## Given records
<<<<

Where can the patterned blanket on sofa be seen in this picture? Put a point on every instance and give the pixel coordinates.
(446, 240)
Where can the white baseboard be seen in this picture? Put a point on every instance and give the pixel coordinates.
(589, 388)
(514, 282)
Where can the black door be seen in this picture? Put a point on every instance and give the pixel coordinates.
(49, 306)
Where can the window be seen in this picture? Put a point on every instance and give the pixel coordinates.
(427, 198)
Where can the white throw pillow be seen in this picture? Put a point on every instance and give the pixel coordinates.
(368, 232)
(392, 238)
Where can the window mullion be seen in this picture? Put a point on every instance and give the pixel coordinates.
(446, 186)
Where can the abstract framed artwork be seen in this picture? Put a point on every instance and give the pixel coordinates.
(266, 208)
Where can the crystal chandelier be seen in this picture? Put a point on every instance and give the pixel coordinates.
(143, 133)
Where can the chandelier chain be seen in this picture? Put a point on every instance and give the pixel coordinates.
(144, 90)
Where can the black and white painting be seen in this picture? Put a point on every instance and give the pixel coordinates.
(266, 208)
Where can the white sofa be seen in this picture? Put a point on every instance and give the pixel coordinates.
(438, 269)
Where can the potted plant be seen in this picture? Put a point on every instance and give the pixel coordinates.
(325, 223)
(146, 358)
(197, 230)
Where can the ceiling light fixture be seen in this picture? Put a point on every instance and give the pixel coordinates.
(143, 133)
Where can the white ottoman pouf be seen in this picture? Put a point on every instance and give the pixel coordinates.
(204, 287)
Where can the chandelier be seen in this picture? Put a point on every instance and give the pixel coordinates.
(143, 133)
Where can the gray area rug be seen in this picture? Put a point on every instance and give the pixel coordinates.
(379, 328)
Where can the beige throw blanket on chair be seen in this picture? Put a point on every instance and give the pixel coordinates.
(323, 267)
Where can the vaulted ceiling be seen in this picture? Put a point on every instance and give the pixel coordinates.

>>>>

## Problem to solve
Write out all the records again, changing "pixel coordinates" to "x-y coordinates" wherever it appears and leaving everything else as it is.

## Written solution
Where can the patterned blanket on sofa be seen in this picture? Put a point on every instance and give the x-y coordinates.
(446, 240)
Where can the white baseboard be seen in this picture? Put a point on every instance and give the x-y coordinates.
(589, 388)
(514, 282)
Where can the black door be seen in this picture? Put a point on every instance and give the x-y coordinates.
(49, 306)
Where can the window be seen in this picture? Put a point on every instance and give the x-y coordinates.
(427, 198)
Where can the white throw pillow be seen in this picture? Put a point on every instance and give the x-y coordinates.
(368, 232)
(392, 238)
Where can the window mullion be seen in this picture? Put a point on every instance and give the x-y coordinates.
(446, 186)
Where can the abstract framed artwork be seen in this picture? Put a point on every instance and give the x-y coordinates.
(266, 208)
Where can the crystal chandelier be seen in this picture? Put a point on every instance and give the x-y coordinates.
(143, 133)
Where can the chandelier chain be seen in this picture? Put a point on every instance and give the x-y coordinates.
(144, 90)
Where can the black and white painting be seen in this picture? Put a point on every instance and give the x-y coordinates.
(266, 208)
Where can the white sofa be seen in this picture? Put a point on every instance and give the x-y coordinates.
(438, 269)
Where can the potted plant be seen in this picture? Put a point on every instance and give the x-y coordinates.
(325, 223)
(146, 358)
(197, 230)
Where can the ceiling light fixture be seen in this picture? Put a point on every instance and give the x-y coordinates.
(143, 133)
Where can the white ottoman pouf be seen in this picture? Put a point on every instance and give the x-y coordinates.
(204, 287)
Where can the chandelier be seen in this picture? Put a point on every instance and give the x-y coordinates.
(143, 133)
Where can the gray area rug be seen in this picture? Put a point on every instance and give the x-y coordinates.
(379, 328)
Where can the beige throw blanket on chair be seen in this picture? Put a point on every instance and give the x-y coordinates.
(323, 267)
Where can the vaulted ceiling be seen in this picture? Put a point on every instance and give the x-y coordinates.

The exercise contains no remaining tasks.